___ Task input ___

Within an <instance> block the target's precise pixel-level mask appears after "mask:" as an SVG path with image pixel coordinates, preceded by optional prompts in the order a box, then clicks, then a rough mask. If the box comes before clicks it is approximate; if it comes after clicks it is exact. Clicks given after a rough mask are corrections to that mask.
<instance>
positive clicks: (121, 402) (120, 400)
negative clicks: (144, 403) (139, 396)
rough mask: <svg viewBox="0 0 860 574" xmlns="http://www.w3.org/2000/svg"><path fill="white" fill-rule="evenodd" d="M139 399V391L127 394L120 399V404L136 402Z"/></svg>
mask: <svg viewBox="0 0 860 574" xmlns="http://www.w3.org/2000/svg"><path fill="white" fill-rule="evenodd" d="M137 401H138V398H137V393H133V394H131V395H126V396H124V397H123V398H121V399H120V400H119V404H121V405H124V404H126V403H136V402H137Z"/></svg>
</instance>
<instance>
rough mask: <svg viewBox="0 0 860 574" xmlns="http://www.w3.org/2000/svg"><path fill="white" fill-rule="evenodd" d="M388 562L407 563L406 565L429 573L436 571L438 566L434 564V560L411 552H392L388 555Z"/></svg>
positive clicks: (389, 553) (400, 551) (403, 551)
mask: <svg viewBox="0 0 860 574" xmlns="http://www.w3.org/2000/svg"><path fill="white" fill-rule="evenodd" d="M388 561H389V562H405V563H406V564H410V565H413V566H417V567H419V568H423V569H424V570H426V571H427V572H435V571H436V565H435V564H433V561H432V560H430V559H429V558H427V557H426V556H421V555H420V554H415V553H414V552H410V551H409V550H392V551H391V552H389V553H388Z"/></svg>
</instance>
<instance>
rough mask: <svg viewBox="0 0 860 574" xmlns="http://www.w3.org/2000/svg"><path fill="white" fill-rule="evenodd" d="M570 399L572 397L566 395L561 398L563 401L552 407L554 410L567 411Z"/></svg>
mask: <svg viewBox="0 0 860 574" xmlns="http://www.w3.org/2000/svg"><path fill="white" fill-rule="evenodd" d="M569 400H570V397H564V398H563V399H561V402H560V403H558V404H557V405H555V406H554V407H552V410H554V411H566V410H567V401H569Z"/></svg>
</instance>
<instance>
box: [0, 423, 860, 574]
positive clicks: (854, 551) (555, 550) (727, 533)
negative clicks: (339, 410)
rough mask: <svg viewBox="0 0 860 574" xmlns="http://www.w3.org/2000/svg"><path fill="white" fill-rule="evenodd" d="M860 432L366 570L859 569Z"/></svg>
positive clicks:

___

What you will do
Count the lines in the rows above that contain the string "http". Case counts, and your reply should be the number alone.

Response box
7